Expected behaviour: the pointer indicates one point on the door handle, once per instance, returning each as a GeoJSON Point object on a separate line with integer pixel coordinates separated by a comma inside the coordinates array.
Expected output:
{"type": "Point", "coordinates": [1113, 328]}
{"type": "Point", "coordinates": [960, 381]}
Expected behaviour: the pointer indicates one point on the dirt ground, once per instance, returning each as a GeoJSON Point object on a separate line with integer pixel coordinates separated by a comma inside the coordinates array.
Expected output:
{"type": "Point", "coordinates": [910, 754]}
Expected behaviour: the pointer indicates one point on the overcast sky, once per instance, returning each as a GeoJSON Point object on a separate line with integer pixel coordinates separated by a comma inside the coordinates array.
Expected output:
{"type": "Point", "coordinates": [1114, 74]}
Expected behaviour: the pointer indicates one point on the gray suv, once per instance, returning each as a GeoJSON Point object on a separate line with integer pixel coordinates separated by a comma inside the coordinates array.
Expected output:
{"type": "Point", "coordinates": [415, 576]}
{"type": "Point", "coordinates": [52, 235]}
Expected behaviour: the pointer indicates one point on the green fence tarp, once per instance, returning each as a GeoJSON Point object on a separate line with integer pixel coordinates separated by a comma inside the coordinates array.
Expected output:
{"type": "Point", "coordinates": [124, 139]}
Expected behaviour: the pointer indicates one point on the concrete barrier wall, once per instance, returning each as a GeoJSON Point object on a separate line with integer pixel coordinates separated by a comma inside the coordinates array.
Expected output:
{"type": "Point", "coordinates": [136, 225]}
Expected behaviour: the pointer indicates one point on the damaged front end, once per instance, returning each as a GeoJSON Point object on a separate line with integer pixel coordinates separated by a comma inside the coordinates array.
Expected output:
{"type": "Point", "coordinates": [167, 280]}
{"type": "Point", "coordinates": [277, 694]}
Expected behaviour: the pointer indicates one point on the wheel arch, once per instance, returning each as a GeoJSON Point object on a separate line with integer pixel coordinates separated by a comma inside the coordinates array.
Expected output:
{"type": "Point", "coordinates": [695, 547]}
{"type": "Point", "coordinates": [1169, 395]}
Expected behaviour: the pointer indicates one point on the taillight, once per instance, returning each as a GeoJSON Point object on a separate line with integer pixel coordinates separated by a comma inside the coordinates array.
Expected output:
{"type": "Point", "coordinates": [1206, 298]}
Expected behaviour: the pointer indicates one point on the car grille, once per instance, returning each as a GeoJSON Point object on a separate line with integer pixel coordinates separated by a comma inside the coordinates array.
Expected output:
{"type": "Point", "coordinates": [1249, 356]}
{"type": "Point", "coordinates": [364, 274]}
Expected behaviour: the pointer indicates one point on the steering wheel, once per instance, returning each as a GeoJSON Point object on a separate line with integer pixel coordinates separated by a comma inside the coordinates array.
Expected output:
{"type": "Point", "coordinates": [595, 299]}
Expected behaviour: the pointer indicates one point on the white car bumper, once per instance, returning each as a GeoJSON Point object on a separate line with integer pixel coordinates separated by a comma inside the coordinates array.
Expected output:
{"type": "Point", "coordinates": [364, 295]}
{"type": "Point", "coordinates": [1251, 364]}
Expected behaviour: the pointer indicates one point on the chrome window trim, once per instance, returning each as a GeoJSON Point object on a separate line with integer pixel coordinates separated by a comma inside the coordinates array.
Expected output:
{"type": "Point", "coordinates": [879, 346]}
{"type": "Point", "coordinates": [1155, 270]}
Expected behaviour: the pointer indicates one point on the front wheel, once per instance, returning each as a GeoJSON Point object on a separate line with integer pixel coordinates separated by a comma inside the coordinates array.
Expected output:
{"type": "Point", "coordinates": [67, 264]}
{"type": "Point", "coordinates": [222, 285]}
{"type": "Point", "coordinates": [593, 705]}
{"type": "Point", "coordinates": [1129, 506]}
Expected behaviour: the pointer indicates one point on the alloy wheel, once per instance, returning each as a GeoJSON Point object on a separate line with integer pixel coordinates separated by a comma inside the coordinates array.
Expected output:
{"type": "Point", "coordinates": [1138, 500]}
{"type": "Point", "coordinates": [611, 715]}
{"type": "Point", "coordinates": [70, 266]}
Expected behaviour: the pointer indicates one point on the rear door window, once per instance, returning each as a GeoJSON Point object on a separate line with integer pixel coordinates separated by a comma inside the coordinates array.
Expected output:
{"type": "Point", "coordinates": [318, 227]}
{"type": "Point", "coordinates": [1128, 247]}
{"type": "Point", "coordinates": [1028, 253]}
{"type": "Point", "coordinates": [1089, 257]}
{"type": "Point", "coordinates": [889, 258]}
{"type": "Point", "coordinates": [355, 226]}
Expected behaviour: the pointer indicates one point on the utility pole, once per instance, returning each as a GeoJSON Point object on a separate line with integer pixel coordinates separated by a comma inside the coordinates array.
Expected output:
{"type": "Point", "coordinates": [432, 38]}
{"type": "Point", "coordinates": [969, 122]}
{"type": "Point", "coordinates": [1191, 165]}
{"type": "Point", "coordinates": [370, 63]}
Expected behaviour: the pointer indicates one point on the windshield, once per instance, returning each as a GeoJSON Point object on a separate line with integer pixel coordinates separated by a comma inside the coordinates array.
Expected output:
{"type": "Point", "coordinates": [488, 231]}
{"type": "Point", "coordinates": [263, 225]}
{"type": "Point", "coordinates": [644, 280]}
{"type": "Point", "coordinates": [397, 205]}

---

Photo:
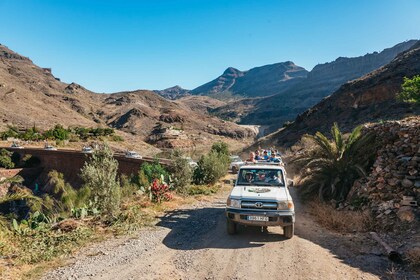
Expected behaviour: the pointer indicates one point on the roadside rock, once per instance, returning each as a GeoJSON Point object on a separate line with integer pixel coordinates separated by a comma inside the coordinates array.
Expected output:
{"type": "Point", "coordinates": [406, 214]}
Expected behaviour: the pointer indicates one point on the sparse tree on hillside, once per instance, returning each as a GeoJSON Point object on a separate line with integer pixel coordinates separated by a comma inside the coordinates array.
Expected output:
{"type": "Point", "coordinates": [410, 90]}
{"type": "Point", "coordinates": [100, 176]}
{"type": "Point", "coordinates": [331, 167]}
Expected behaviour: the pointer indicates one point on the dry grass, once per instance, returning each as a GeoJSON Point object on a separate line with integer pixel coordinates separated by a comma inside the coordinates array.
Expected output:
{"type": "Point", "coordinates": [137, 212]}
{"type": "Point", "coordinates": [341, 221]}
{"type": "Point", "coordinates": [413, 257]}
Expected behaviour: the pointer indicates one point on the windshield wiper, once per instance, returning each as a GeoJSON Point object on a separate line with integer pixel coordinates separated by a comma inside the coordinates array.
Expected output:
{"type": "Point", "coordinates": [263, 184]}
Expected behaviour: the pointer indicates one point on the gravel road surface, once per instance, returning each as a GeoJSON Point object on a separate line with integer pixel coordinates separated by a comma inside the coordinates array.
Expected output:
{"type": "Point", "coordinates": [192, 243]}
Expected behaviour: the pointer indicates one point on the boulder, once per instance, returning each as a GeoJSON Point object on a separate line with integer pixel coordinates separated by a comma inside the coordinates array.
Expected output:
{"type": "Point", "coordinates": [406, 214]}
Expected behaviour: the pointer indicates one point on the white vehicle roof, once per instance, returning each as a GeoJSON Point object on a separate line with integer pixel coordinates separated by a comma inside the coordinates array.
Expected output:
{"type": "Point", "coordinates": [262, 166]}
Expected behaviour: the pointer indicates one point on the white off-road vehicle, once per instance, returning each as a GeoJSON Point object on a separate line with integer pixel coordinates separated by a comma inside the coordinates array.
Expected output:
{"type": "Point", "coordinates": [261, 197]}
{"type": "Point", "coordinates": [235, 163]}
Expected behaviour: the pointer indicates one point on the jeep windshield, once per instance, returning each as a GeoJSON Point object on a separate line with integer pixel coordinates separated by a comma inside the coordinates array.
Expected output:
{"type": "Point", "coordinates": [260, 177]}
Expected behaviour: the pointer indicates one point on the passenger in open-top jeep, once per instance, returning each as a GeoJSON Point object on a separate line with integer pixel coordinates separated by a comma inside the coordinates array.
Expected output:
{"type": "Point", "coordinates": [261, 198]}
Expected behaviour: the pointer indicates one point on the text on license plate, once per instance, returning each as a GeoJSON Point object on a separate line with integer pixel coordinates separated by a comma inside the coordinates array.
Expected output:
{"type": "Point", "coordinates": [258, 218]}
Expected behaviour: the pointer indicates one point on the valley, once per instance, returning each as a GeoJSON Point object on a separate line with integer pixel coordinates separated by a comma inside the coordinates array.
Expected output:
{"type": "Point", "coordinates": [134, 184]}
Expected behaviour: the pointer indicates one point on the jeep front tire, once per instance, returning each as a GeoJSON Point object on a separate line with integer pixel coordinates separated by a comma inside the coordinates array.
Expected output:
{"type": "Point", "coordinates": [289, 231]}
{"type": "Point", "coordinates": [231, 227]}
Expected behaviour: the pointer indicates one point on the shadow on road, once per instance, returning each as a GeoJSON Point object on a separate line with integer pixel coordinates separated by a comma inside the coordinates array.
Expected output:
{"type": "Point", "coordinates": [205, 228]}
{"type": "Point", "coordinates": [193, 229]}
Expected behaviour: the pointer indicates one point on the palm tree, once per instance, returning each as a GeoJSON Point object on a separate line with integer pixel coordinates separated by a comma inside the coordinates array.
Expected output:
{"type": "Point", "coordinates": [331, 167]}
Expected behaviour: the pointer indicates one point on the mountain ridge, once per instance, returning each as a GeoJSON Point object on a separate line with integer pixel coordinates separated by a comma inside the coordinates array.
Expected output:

PROBLEM DETAILS: Show every line of the data above that contains the word "white".

ANSWER IN FULL:
Expected behaviour: the pointer indicates one point on the white car bumper, once per instance, returning each as a GeoJSON Point object on a separate line with integer pixel coordinates separated by a comma inside the coordinates array.
Expected behaviour: the pointer indicates one point on the white vehicle roof, once per instance, returning each as a GeoJSON Point object on a separate line with integer pixel coordinates separated by a comma inside the coordinates array.
Expected behaviour: the pointer indicates one point on the white off-road vehicle, once per instance, returning each as a GeoJSON Point object on a separate line with integer pixel coordinates separated by a comma inside the coordinates array.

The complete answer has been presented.